* What you should do
Please count the lines in the items below that contain the string "church", and reply with that number alone.

* Data shown
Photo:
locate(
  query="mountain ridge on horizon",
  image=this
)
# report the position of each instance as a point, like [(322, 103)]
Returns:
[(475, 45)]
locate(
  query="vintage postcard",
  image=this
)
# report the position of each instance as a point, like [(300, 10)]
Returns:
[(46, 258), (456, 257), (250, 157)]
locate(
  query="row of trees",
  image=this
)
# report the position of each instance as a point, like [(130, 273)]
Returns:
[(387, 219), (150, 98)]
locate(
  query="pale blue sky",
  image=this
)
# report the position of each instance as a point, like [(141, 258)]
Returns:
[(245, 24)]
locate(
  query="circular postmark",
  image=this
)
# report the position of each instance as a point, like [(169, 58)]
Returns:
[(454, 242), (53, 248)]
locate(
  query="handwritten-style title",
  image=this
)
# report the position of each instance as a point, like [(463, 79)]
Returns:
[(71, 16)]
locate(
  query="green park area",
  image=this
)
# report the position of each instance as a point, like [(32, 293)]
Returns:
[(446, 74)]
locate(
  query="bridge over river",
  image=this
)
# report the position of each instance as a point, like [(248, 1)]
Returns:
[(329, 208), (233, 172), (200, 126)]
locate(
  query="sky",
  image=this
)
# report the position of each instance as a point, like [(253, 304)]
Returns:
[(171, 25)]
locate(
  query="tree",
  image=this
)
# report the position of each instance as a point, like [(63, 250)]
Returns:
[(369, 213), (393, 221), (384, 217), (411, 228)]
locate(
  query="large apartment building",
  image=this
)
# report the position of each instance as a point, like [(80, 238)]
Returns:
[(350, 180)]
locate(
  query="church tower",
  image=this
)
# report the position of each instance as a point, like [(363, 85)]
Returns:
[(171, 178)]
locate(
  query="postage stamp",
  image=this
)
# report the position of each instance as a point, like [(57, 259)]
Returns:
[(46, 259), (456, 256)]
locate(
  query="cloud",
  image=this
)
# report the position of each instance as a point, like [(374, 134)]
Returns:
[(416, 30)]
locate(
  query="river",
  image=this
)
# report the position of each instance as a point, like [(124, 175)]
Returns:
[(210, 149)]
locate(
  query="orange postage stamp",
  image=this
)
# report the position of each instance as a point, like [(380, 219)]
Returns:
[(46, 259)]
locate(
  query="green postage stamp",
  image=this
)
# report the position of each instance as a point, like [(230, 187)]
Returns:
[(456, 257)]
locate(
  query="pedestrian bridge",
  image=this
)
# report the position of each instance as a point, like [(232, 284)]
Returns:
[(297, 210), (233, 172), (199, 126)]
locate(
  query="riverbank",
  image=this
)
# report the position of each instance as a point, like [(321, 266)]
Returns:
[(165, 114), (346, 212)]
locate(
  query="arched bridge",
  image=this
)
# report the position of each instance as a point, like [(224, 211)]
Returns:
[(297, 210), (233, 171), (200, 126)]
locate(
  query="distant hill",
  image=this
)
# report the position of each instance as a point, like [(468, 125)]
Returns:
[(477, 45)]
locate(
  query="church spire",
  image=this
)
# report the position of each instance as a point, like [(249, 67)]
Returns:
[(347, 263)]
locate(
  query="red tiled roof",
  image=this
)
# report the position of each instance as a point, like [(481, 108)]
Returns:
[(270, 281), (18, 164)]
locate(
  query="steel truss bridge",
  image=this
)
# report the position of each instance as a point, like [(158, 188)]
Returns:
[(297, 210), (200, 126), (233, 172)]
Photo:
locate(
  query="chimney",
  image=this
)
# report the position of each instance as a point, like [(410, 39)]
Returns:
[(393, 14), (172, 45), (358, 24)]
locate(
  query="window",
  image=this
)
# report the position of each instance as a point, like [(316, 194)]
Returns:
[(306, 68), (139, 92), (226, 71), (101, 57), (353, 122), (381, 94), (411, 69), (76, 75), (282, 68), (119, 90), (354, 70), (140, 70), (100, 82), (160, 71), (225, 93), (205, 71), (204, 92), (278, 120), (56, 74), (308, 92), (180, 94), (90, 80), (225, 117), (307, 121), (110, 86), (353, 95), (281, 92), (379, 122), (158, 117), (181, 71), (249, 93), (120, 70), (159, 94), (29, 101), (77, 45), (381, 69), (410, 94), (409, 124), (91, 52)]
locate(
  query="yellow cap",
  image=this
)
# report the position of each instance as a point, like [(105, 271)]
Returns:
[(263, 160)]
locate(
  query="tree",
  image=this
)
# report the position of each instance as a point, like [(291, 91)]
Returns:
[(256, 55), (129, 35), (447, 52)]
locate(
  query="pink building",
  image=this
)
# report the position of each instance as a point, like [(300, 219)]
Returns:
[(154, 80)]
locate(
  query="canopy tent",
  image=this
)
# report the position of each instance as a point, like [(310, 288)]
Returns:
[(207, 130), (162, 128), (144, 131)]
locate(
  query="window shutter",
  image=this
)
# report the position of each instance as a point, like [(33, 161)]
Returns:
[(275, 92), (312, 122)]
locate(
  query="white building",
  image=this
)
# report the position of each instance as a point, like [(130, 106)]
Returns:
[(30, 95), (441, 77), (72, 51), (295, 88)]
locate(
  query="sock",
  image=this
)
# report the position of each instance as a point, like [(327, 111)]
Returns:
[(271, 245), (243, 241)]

* Response
2